======== EXTRACT PROVIDED ========

Posts Tagged ‘carbon fiber tanks’

Crosman 2240 conversion to air: Part 2

by Tom Gaylord, a.k.a. B.B. Pelletier

Crosman 2240 conversion to air: Part 1
R.A.I. Adjustable Adapter: Part 1
R.A.I. Adjustable Adapter: Part 2

WARNING: This conversion changes the operation of the pistol to use air at up to three times the pressure it was designed for. The parts that are installed are strong, but there are other parts in the gun that aren’t changed and could fail when subjected to the higher pressures. Pyramyd Air advises anyone making such a conversion to exercise extreme caution.

Crosman 2240 air conversion
My Crosman 2240 has been converted to operate on high-pressure air.

This report covers:

• Where we are
• Before filling the first time
• Shooting the gun
• Crosman Premier pellets
• RWS Hobby pellets
• RWS Superdome pellets
• What comes next

Let’s look at what the conversion to air did for the Crosman 2240. Boy, was there ever a lot of discussion on that report! I think this may be one of the all-time most popular subjects on this blog.

Where we are
Here’s where I am with this subject. The 2240 is now converted. I plan to test it with 2,000 psi air today, and I do not plan to go higher. This is a test of what’s out there and some of the things that can be done with a 2240, but I’m not in the business of hotrodding this pistol. Many other folks are doing that very well; so, if you are interested in what’s possible, read what they have to say.

========

### [WHAT YOU ARE ASKED TO DO]
In the Crosman 2240 post, what air pressure does the author plan to use when testing the converted pistol? Please answer in a few words.

======== DATASET CONTENT ========

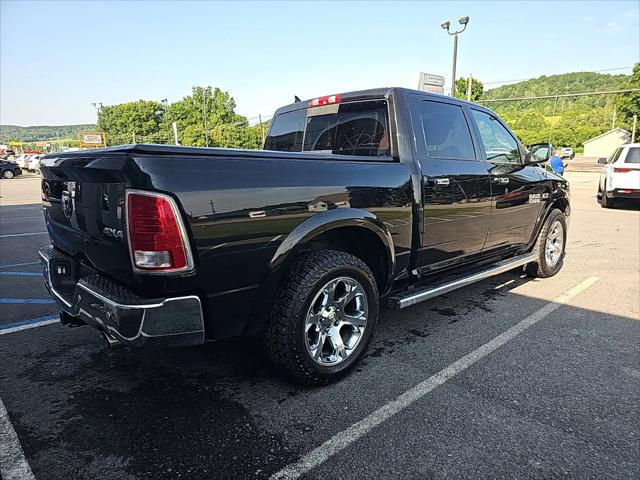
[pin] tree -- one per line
(132, 122)
(150, 122)
(476, 88)
(628, 104)
(218, 108)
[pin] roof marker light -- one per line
(327, 100)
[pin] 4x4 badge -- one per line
(67, 204)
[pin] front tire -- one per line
(323, 317)
(550, 246)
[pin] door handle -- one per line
(441, 181)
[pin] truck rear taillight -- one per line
(328, 100)
(157, 238)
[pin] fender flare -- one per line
(331, 219)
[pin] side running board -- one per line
(406, 299)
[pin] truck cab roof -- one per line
(369, 94)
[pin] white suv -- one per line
(567, 152)
(620, 177)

========

### [TASK SOLUTION]
2,000 psi.